■ Dataset rows
-- BEGIN --
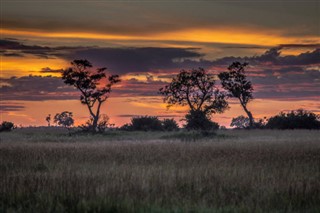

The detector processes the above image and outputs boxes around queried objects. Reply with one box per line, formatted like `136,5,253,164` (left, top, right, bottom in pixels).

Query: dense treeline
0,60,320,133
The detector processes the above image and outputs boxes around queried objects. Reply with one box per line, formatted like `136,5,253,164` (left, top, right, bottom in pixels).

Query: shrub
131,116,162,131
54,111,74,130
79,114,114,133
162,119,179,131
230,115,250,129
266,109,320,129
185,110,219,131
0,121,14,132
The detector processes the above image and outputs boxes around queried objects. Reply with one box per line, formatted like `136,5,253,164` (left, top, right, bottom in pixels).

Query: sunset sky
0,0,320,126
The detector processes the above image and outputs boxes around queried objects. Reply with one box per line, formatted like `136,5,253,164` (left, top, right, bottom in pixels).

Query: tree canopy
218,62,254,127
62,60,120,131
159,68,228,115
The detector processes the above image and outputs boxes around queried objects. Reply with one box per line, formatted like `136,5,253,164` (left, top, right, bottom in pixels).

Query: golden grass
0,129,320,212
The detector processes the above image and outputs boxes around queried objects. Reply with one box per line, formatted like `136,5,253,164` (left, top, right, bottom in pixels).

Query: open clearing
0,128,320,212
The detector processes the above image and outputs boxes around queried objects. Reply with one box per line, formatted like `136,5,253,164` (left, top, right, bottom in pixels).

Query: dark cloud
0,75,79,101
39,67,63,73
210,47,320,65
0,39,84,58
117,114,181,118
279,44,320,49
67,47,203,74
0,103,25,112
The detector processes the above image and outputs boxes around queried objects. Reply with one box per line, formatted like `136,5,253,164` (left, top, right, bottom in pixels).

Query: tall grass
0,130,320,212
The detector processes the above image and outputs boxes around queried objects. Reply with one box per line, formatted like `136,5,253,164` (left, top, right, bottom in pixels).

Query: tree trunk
-- END --
■ The problem
Find every line in the records above that contains the word "Query", and copy each of those lines in full.

■ Complete answer
Query: dense treeline
Query: shrub
Query: sunset sky
Query: tree canopy
Query: golden grass
Query: open clearing
Query: dark cloud
Query: tall grass
Query: tree trunk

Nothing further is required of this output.